Items —
+-------+

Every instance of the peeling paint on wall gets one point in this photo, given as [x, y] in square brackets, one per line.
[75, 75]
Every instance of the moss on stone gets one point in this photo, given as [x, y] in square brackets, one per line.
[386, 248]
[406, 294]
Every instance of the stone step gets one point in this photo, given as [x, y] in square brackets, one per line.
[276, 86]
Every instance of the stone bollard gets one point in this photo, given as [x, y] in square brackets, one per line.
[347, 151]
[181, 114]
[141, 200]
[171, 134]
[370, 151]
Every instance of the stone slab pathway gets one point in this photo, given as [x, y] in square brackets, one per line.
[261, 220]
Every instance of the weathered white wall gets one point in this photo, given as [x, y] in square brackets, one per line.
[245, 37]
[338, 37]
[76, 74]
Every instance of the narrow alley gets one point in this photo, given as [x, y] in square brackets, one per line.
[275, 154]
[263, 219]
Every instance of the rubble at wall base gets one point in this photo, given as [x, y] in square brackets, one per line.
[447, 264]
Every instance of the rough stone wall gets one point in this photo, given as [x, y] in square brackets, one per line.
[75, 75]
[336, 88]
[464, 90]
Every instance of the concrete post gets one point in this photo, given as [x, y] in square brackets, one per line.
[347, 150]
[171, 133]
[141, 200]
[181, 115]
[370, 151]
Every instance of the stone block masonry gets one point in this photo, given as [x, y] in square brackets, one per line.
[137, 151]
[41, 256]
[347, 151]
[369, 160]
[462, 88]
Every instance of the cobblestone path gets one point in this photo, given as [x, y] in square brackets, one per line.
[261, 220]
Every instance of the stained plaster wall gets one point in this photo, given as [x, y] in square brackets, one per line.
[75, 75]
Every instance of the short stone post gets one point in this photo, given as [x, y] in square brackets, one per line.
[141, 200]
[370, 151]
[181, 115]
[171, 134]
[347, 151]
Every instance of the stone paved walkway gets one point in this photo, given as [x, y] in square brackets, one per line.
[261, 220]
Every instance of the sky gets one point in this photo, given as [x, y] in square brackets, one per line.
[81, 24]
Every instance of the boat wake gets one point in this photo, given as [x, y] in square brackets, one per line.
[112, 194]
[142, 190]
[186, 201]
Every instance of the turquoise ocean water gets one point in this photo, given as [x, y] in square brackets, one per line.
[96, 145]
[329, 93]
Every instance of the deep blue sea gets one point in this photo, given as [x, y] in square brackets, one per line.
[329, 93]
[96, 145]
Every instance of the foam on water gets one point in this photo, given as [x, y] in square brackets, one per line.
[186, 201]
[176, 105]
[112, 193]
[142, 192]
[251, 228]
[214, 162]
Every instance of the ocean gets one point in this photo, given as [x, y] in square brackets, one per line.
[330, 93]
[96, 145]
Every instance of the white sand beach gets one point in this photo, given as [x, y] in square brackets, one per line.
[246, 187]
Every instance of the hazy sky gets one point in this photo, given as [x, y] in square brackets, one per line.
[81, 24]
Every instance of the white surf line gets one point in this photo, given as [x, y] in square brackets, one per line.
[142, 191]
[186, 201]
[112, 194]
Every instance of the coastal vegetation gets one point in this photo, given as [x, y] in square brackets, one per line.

+-------+

Task statement — Rewrite the items from the line holding "Every instance of the hazy" through the end of the items, inclusive, keeping the requests as they are. Multiply each point coordinate in the answers by 2.15 and round it to a whole number, with halves going up.

Finished exercise —
Every instance of the hazy sky gets one point in this photo, given as [x, y] in square brackets, one per line.
[174, 52]
Every instance of the white surf line gets one point in this photo, given as [x, y] in square brackets, one per line.
[305, 411]
[400, 432]
[241, 417]
Every instance of the coastal vegetation gets one point in this photo, given as [x, y] in square brackets, one per line.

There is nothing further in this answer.